** Document passage **
— begin —

Wednesday, February 22, 2006

T2000 beats E6500

We put T2000 (8x core, 1GHz) instead of E6500 with 12x US-II 400MHz into our production. We've got heavily multithreaded applications here. Server is doing quite a lot of small NFS transactions and some basic data processing. We didn't recompile applications for T1 - we used the same binaries as for US-II. Applications do use FPU rarely.

T2000 gives as about 5-7x the performance of E6500 in that environment.

Well, "quite" good I would say :)


ps. probably we can squeeze even more from T2000. Right now 'coz lack of time we stay with 5-7x.

Monday, February 20, 2006

T2000 real web performance


We did real production benchmarks using different servers. Servers were put into production behind load-balancers, then weights on load-balancers were changed so we got highest number of dynamic PHP requests per second. It must sustain that number of requests for some time and no drops or request queue were allowed. With static requests numbers for Opteron and T2000 were even better but we are mostly interested in dynamic pages.

T2000 is over 4x faster than IBM dual Xeon 2.8GHz!

Except x335 server which was running Linux all the other servers were running Solaris 10. Our web server is developed on Linux platform so it's best tuned on it. After fixing some minor problems web server was recompiled on Solaris 10 update1 (both SPARC and x86). No special tuning was done to application and basic tuning on Solaris 10 (increased backlog, application in FX class). Web server was running in Solaris Zones. On x4100 and T2000 servers two instances of web server were run due to application scalability problems. On smaller servers it wasn't needed as CPU was fully utilized anyway. Minimal I/O's were issued to disks (only logs). Putting application into FX class helped a little bit.

— end —

** Data block **

— begin —

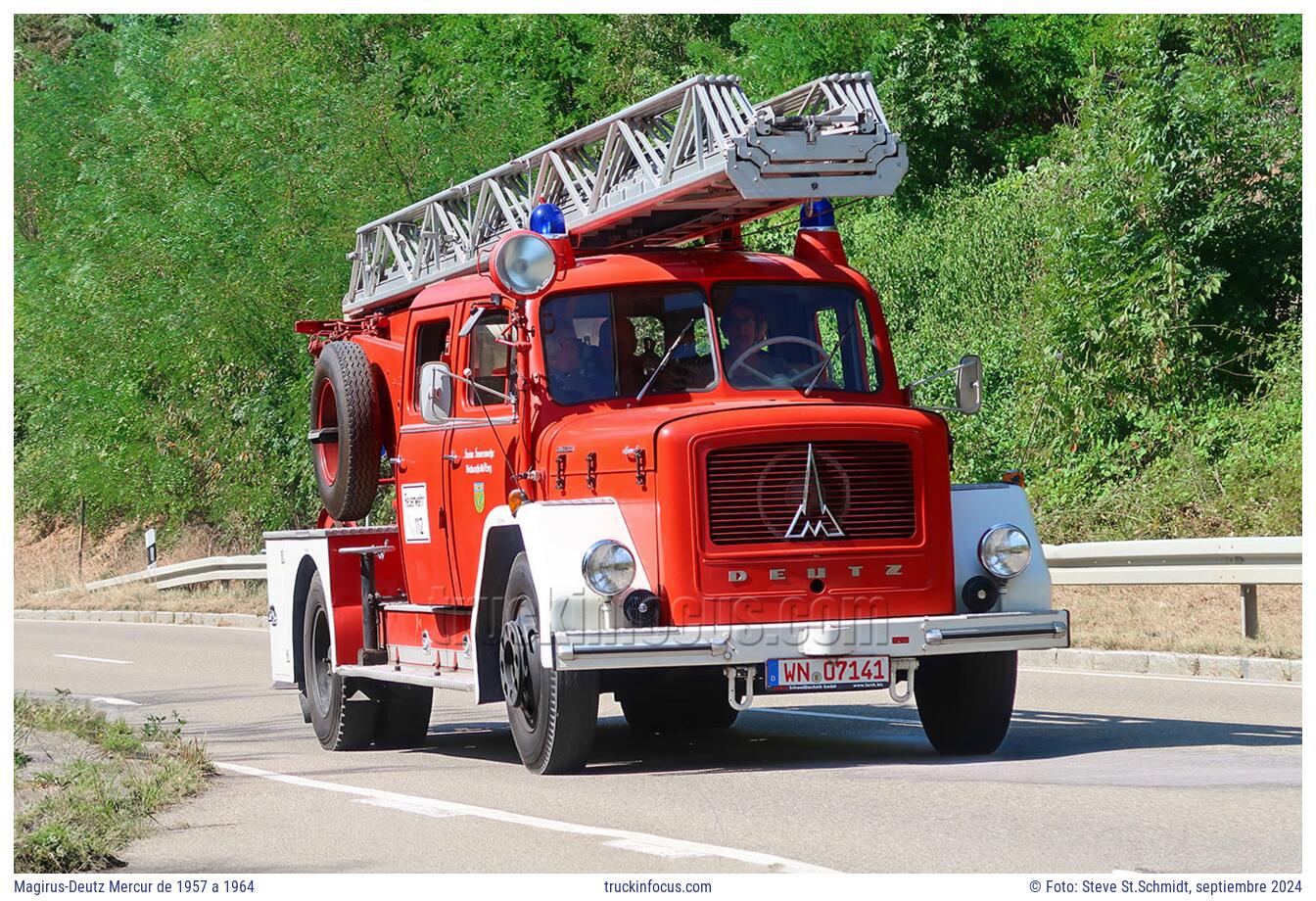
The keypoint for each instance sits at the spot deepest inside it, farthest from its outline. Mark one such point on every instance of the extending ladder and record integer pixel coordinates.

— end —

** Exercise A **
Answer the following questions using the T2000 benchmark posts.
(i) Compared with the E6500, roughly what performance did the T2000 give in the production environment described?
(ii) Which server ran Linux instead of Solaris 10?
(iii) Why were two instances of the web server run on the x4100 and T2000 servers?
** Exercise B **
Repeat everything in the T2000 benchmark posts from "T2000 beats E6500" down to "would say :)".

** Written reply A **
(i) About 5-7x the performance of the E6500.
(ii) The x335 server.
(iii) Because of application scalability problems.

** Written reply B **
T2000 beats E6500

We put T2000 (8x core, 1GHz) instead of E6500 with 12x US-II 400MHz into our production. We've got heavily multithreaded applications here. Server is doing quite a lot of small NFS transactions and some basic data processing. We didn't recompile applications for T1 - we used the same binaries as for US-II. Applications do use FPU rarely.

T2000 gives as about 5-7x the performance of E6500 in that environment.

Well, "quite" good I would say :)